Contour annotation records
________________

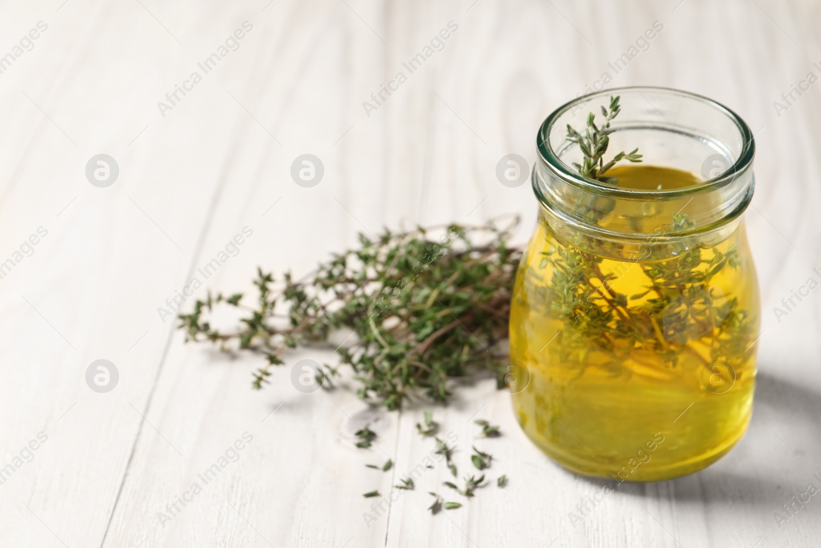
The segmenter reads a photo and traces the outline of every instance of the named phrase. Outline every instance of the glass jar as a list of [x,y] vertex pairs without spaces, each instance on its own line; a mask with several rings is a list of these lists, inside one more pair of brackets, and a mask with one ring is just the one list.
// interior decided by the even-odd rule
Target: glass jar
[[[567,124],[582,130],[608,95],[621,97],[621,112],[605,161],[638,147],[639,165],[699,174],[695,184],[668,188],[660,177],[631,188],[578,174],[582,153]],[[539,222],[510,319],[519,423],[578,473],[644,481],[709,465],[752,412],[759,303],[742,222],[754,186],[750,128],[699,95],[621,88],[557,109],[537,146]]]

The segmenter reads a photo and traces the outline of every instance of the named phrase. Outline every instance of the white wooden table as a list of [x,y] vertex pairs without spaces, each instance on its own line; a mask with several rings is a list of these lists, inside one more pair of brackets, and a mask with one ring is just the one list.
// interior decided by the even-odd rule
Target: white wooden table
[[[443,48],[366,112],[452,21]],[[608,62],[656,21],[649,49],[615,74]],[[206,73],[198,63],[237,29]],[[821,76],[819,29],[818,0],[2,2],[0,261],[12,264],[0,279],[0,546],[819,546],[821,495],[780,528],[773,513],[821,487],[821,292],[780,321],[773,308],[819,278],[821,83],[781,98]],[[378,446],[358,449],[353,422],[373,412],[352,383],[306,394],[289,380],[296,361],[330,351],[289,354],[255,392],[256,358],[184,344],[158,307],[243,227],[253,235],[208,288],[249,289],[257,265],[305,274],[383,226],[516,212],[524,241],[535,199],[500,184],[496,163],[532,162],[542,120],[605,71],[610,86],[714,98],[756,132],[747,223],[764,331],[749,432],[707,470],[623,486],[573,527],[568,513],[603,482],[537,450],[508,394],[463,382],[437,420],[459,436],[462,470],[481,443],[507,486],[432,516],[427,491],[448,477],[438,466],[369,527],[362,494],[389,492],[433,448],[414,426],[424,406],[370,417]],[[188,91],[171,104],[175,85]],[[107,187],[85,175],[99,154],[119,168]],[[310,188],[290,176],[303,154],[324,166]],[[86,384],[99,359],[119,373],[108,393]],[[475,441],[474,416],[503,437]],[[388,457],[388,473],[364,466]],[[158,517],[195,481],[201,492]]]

________________

:: TASK PROMPT ::
Rewrite the rows above as a two-column CSV with the columns instruction and mask, one line per row, leaving the pictures out. Put each row's text in instruction and its answer in mask, each in one quoted field, with any line breaks replaced by spaces.

:: TASK SOLUTION ::
instruction,mask
"The segmenter reads a photo and traces the outline of every instance of the named phrase. Outline every instance of the glass jar as a list of [x,y] vertex pairs without spaces, each instance on its own line; a mask with several rings is a list of these lists, inside one more pair of brackets, and a mask with one ring is just the one list. // interior decided by the even-odd rule Target: glass jar","[[[567,124],[582,130],[608,95],[621,97],[621,112],[605,161],[638,147],[639,165],[699,174],[695,184],[668,188],[660,177],[631,188],[578,174],[582,153]],[[539,222],[510,319],[519,423],[578,473],[644,481],[709,465],[752,412],[759,303],[742,222],[754,186],[750,128],[699,95],[621,88],[557,109],[537,146]]]"
"The segmenter reads a photo and traces the outline of every instance of the named phrase. Outline every instance of the white wooden table as a list of [x,y] vertex pairs without spaces, each instance on its own line; a mask with several rings is a list of these lists, inside one more pair of brackets, and a mask with one ring is just the one list. // interior decided by the even-odd rule Target: white wooden table","[[[443,48],[366,112],[452,21]],[[608,62],[656,21],[649,49],[615,74]],[[206,73],[198,63],[237,29]],[[821,76],[819,29],[818,0],[2,2],[0,261],[12,264],[0,279],[0,546],[819,546],[821,495],[780,528],[773,513],[821,487],[821,292],[780,321],[773,308],[819,278],[821,83],[781,98]],[[378,446],[358,449],[353,422],[373,412],[352,383],[306,394],[289,380],[296,361],[330,351],[289,354],[255,392],[256,358],[184,344],[158,307],[243,227],[253,235],[208,288],[249,289],[257,265],[305,274],[383,226],[516,212],[524,241],[535,199],[500,184],[496,163],[532,162],[542,120],[605,71],[610,86],[714,98],[756,132],[747,223],[764,331],[749,432],[707,470],[623,486],[573,527],[568,513],[603,482],[537,450],[508,394],[463,382],[437,420],[459,436],[462,470],[481,443],[507,486],[432,516],[427,491],[448,477],[438,466],[369,527],[362,494],[389,492],[433,448],[414,426],[424,406],[370,417]],[[188,91],[171,104],[175,85]],[[107,187],[85,175],[99,154],[119,168]],[[310,188],[290,176],[303,154],[324,166]],[[86,384],[99,359],[119,373],[108,393]],[[475,441],[474,416],[503,437]],[[388,457],[388,473],[364,466]],[[158,517],[195,481],[201,492]]]"